━━━━━ DATASET RECORDS

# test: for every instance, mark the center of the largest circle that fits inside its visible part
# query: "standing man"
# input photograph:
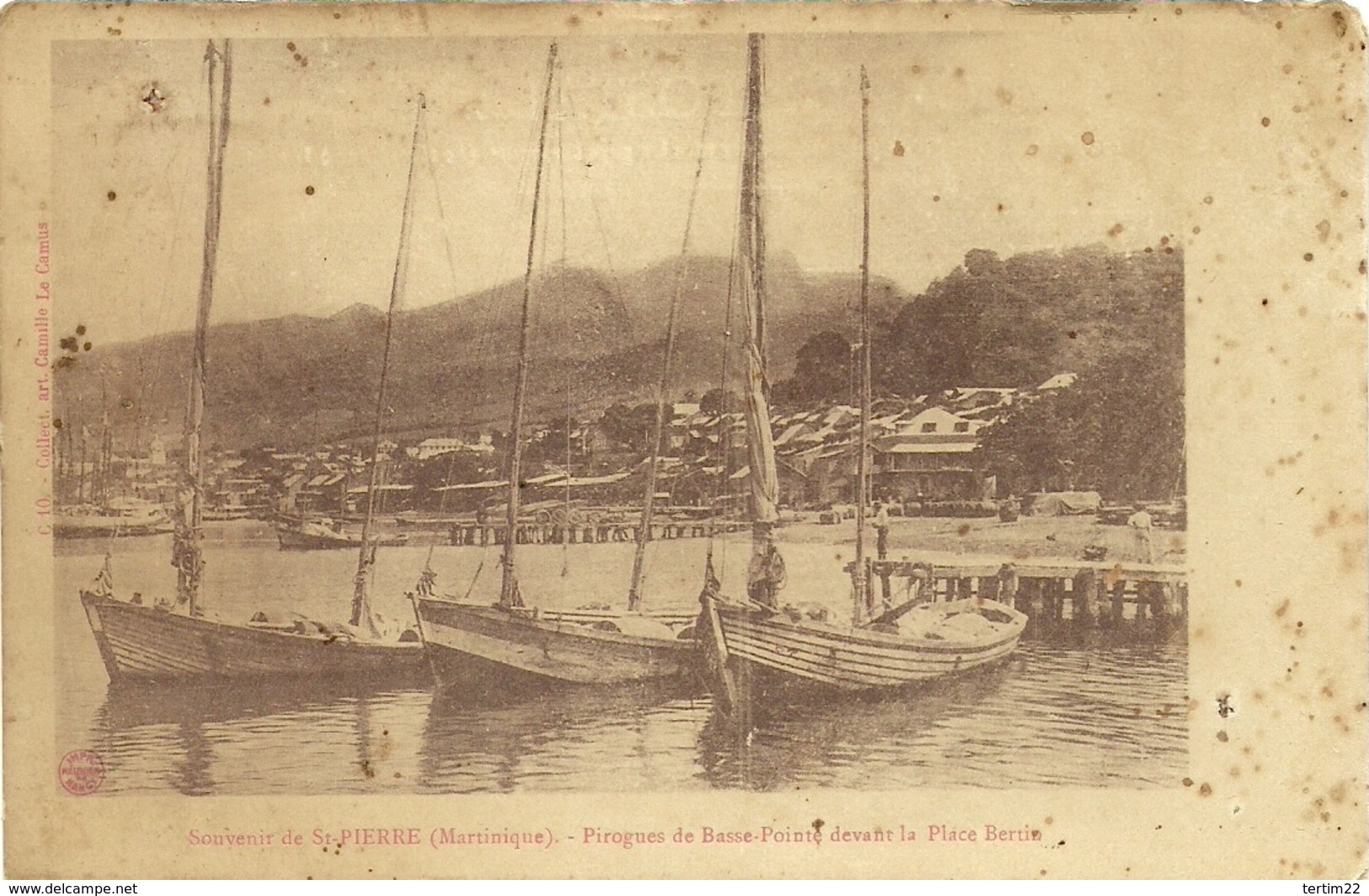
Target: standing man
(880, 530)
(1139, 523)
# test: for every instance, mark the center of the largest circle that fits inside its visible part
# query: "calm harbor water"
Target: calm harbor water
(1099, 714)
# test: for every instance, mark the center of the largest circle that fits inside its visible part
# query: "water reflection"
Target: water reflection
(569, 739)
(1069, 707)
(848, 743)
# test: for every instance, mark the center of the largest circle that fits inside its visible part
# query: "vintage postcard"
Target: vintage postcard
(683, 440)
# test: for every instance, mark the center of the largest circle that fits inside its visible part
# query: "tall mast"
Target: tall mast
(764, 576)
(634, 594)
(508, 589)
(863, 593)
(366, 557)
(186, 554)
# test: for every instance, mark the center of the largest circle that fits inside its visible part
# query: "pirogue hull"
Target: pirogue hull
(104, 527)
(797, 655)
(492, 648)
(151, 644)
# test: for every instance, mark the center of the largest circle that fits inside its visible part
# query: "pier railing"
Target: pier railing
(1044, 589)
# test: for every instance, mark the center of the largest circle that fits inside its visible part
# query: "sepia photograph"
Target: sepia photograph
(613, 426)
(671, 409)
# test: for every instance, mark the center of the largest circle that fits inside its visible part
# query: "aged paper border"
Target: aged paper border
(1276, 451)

━━━━━━━━━━
━━━━━ DATASET RECORDS

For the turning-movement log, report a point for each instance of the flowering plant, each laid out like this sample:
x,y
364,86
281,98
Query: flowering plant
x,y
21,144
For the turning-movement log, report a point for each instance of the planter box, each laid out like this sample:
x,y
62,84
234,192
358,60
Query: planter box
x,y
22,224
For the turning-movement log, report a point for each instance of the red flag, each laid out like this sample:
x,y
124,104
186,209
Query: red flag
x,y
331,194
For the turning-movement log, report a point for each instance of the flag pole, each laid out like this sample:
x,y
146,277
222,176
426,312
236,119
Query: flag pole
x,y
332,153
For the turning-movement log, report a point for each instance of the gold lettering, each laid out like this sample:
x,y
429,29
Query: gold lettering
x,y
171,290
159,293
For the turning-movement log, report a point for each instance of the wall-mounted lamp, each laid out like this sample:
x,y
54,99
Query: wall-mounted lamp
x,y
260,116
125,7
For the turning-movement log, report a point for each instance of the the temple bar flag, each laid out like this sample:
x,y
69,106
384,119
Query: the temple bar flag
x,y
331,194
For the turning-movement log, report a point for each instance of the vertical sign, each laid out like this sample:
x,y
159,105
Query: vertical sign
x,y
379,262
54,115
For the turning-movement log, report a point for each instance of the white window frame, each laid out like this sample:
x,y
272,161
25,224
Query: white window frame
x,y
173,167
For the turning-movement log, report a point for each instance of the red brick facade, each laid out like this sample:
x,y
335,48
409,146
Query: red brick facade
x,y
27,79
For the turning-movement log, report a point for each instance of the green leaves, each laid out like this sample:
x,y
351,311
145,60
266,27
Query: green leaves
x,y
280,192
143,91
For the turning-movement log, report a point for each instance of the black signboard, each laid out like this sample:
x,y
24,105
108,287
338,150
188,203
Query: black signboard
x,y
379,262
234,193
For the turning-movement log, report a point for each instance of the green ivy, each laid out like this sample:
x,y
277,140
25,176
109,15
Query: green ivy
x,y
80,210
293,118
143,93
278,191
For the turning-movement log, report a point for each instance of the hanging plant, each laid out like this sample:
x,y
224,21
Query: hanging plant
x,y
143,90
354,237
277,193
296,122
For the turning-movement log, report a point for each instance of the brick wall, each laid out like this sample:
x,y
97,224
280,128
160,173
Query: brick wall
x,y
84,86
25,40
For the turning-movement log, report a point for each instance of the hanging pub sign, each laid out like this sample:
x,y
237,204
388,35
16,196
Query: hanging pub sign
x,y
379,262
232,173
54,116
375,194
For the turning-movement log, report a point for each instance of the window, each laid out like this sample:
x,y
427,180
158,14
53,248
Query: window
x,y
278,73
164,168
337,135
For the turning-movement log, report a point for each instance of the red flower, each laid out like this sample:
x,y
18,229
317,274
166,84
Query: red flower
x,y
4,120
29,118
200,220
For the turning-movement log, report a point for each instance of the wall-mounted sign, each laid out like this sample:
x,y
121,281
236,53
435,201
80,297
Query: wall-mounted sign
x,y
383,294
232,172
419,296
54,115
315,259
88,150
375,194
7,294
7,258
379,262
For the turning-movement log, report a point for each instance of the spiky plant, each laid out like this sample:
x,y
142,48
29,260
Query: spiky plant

━━━━━━━━━━
━━━━━ DATASET RECORDS

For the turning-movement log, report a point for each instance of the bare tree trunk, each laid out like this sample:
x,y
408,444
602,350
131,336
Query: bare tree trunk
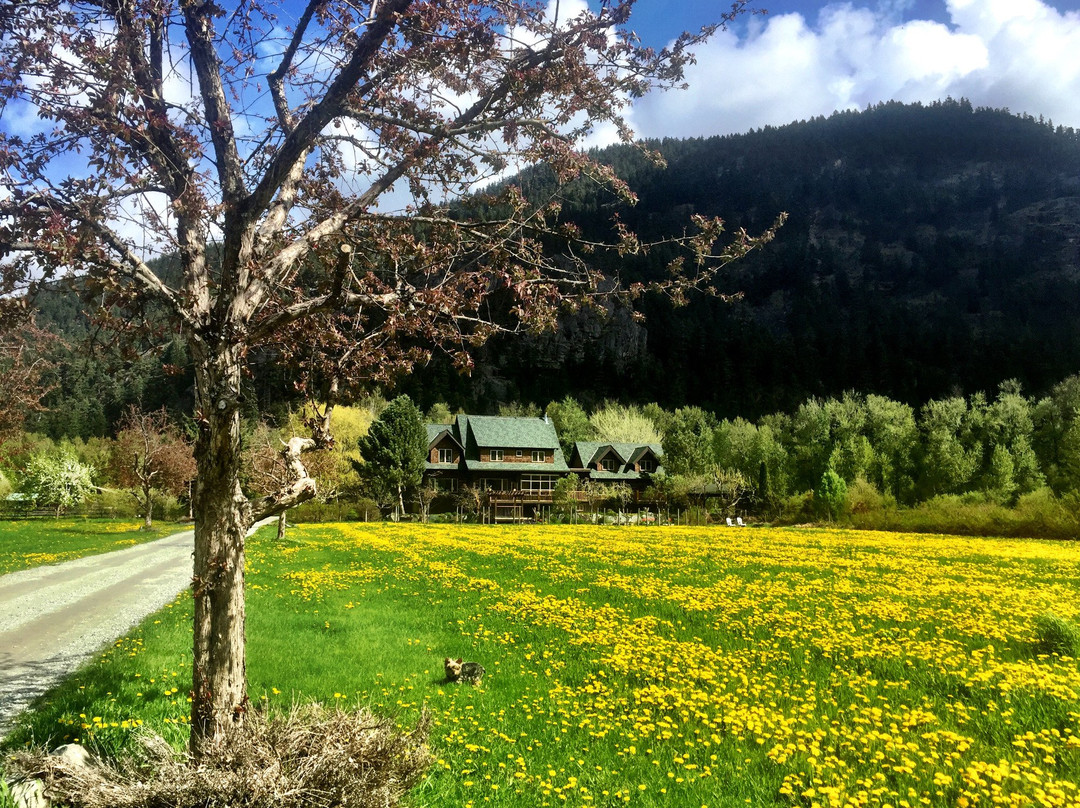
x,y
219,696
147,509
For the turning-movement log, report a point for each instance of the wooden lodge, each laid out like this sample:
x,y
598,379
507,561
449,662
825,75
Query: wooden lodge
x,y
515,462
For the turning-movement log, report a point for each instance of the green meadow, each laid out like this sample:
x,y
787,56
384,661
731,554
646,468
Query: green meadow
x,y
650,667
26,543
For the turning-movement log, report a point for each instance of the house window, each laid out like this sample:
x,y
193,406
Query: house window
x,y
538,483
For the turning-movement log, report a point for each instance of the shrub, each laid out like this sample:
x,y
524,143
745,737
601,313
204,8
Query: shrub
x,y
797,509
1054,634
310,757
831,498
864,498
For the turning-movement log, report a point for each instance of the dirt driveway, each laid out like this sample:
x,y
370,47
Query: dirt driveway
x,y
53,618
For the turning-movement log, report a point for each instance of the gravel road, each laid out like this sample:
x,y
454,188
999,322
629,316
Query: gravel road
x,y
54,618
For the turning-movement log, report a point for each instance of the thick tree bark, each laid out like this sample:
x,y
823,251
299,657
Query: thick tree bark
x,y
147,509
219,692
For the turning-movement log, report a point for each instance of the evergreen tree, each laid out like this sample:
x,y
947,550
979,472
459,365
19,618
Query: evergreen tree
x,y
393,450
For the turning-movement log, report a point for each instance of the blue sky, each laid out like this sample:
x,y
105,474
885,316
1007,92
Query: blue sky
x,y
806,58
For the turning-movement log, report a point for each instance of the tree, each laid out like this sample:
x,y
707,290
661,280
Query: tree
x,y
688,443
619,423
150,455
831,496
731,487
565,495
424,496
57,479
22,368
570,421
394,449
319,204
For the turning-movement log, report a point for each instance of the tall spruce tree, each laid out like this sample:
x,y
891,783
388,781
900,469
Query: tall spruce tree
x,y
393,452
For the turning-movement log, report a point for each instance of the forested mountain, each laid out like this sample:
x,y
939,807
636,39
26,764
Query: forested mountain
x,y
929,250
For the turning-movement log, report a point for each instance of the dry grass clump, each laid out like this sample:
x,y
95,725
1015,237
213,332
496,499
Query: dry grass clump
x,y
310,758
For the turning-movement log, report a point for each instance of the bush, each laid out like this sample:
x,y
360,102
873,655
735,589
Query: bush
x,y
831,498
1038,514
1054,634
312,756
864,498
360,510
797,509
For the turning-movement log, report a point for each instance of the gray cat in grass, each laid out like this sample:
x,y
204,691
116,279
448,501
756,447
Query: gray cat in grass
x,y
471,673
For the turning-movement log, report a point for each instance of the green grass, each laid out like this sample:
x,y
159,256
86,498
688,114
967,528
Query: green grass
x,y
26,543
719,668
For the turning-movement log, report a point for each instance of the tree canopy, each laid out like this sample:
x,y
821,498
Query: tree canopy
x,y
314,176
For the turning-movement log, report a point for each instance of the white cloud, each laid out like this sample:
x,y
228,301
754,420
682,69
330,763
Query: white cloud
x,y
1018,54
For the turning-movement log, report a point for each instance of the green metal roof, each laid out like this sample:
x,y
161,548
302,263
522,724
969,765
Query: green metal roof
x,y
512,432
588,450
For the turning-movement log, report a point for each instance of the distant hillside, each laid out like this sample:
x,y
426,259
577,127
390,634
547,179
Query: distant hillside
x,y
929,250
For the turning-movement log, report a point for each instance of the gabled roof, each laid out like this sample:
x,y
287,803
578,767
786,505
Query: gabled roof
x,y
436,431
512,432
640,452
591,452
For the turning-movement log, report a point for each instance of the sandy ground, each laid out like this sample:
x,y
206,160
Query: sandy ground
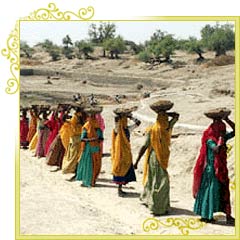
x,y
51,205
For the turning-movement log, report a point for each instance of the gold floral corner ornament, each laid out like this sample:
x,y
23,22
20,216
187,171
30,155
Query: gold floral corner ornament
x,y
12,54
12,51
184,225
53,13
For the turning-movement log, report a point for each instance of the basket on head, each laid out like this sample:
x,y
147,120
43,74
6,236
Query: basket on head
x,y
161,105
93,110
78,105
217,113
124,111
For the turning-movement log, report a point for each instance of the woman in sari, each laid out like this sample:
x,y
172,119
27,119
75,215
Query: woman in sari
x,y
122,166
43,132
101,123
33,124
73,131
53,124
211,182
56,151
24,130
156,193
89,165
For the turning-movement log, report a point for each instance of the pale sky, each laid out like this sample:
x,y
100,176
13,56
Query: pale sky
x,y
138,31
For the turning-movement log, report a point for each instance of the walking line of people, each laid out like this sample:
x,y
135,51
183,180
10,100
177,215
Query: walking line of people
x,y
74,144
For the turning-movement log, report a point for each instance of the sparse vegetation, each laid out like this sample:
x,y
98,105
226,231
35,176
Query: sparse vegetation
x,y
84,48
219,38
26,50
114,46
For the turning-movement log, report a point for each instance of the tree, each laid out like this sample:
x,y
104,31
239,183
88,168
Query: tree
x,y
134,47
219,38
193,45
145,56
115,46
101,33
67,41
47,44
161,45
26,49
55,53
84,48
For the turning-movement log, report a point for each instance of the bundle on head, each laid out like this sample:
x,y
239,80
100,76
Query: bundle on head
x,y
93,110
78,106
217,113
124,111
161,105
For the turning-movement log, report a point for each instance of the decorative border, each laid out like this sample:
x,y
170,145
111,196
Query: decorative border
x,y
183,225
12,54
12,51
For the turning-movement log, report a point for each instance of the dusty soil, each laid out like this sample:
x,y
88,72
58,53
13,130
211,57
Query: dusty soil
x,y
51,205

━━━━━━━━━━

→ DESCRIPTION OF THE TASK
Pull out every line above that holds the word "spiky".

→ EXERCISE SOLUTION
For the turning-movement log, report a point for each instance of the spiky plant, each laid out like this sample:
Query: spiky plant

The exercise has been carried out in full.